● Actions to take
[1] List every kind of sociodemographic information the study methods text below says the telephone interviews gathered.
[2] Answer these from the study methods text below:
(a) How often was the research assistant told to review each AC patient's electronic medical record and appointment schedule?
(b) How many months before the PRIME-MD date did the baseline review of medical comorbidity cover?
(c) At what points after study enrollment was the HRS-D given again?

Technical limitations within our EMR system precluded automatically launching or removing depression treatment protocols at specified time intervals in response to mental health referrals, events described in clinicians' free-text notes (e.g., the patient is experiencing a medication side effect), or according to physicians' randomization status in our study. Therefore, a trained research assistant reviewed each patient's electronic medical record and launched or removed various advice statements (“macros”) according to predefined criteria so as to simulate an “automated” experience for study clinicians. The research assistant was instructed to review each AC patient's electronic medical record and the computerized appointment schedule on a weekly basis to monitor for any changes in clinical activity. Thus, we were able to adjust our advice messages to pertinent clinical events according to information entered by the PCP into the EMR system, but were unable to do so at the time of the patient encounter. Further details on how we converted the AHCPR Depression Care guidelines to an electronic format have been described elsewhere.30

Patient Assessment

All study participants were contacted shortly after recruitment to confirm their protocol eligibility and to conduct a standardized telephone assessment by an interviewer who was blinded to the randomization status of a patient's PCP. These interviews assessed depression severity (HRS-D),29 quality of life (SF-12),31 history of past treatment for depression, comorbid anxiety disorder (PRIME-MD),27 satisfaction with the PCP and the depression care received, as well as such sociodemographic information as age, race, gender, education, and employment status. Medical comorbidity was assessed at baseline through a review of each patient's EMR and paper chart (including non-University patient records, consult letters, etc.) for 6 months prior to the PRIME-MD date. The measure used was a simple count of the number of International Classification of Diseases, Ninth Revision (ICD-9) diagnoses assigned at each timepoint. The same blinded interviewer (TG) readministered the HRS-D at 3 and 6 months following study enrollment.

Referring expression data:
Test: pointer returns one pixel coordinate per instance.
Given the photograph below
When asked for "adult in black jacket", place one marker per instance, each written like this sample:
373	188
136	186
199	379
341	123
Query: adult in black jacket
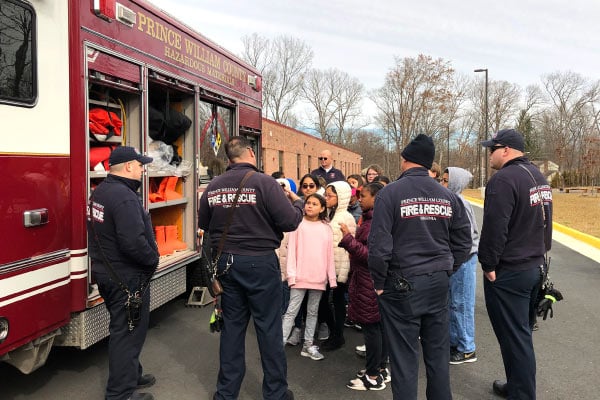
118	222
326	169
251	277
419	234
516	233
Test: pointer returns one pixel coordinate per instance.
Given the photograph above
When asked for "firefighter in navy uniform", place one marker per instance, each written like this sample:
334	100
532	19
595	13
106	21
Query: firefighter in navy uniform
516	233
252	281
420	232
121	226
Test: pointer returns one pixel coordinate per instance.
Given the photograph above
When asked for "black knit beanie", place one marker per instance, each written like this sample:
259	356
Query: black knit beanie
420	151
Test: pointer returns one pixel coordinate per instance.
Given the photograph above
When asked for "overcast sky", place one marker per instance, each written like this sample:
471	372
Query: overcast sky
517	40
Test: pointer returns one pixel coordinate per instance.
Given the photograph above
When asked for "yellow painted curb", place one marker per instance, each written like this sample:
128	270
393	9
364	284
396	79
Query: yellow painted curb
583	237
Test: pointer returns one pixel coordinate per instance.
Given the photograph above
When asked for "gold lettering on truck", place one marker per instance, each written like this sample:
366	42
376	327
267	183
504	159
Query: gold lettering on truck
187	52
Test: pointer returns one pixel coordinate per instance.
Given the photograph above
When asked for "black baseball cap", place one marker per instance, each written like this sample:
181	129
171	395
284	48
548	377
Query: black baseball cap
506	137
124	154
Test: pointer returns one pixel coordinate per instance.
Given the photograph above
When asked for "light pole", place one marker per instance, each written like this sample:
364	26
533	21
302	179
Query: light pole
484	173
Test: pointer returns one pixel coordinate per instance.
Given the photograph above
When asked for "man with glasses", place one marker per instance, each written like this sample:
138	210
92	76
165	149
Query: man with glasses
516	233
119	224
249	268
327	170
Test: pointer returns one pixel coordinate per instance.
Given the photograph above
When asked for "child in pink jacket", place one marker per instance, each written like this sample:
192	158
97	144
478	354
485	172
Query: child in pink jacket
309	267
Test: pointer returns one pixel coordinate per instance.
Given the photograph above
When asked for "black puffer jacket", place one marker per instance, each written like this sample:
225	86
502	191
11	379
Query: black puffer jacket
363	306
123	228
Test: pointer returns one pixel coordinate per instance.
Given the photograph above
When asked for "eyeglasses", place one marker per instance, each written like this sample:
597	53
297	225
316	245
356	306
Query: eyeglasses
494	148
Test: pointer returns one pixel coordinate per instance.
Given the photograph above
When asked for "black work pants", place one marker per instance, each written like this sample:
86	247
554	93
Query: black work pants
508	302
421	311
334	318
124	346
376	346
252	287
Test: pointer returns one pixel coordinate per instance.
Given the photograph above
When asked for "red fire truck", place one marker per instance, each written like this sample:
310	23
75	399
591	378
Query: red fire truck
61	62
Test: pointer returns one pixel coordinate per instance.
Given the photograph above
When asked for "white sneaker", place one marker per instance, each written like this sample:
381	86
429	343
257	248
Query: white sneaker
323	333
366	383
294	338
361	351
384	373
312	352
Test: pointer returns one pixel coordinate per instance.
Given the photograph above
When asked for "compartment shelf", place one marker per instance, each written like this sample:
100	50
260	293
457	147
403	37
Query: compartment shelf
102	103
161	204
102	139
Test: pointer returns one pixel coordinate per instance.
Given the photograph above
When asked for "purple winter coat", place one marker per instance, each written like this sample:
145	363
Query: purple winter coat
362	306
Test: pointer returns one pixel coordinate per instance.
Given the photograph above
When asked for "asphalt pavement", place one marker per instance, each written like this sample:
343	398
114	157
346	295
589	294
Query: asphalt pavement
183	354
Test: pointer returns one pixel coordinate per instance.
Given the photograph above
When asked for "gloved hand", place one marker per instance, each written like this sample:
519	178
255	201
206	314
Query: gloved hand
216	320
545	306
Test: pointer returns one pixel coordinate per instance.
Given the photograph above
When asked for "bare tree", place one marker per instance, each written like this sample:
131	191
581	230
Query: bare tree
16	75
348	102
570	117
256	51
451	115
286	61
502	104
320	89
415	90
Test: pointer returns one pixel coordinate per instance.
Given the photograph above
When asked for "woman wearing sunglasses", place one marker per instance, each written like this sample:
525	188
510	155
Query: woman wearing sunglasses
309	184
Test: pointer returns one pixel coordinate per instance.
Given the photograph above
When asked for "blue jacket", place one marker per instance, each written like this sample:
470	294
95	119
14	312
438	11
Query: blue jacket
262	215
418	227
513	234
123	227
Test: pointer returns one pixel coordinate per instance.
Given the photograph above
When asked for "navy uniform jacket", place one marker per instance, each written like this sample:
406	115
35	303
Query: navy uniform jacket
123	227
513	234
264	212
333	175
418	227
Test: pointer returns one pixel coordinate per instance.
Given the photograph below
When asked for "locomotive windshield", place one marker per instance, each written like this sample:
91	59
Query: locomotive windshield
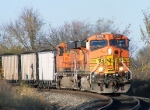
119	43
98	43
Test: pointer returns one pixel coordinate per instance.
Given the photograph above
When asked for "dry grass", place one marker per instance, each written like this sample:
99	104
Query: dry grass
21	98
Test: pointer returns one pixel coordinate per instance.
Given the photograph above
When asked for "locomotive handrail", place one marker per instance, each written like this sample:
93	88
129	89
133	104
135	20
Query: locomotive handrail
94	70
126	67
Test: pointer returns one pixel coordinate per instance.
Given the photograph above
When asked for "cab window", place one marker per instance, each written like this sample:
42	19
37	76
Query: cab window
98	43
119	43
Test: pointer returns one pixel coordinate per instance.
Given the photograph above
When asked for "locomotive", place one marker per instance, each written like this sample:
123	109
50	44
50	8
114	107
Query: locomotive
99	64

● Answer section
[1] Age, race, gender, education, and employment status.

[2]
(a) Weekly.
(b) 6 months.
(c) At 3 and 6 months.